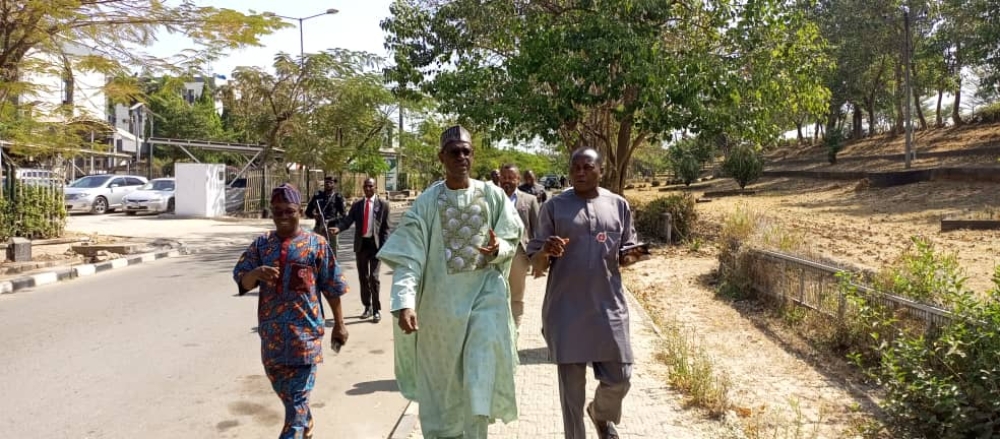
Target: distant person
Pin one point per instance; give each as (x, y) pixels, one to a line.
(585, 314)
(450, 255)
(532, 187)
(327, 208)
(292, 267)
(370, 215)
(527, 208)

------

**PROBLEM DESCRIPTION**.
Using the records above, output their complete text exactly, minus any images.

**RESPONSE TO THIS TASK**.
Target: distant person
Pin one point per instance; give each as (x, y) pixels, one to a line.
(585, 314)
(450, 255)
(532, 187)
(327, 208)
(292, 267)
(370, 215)
(527, 208)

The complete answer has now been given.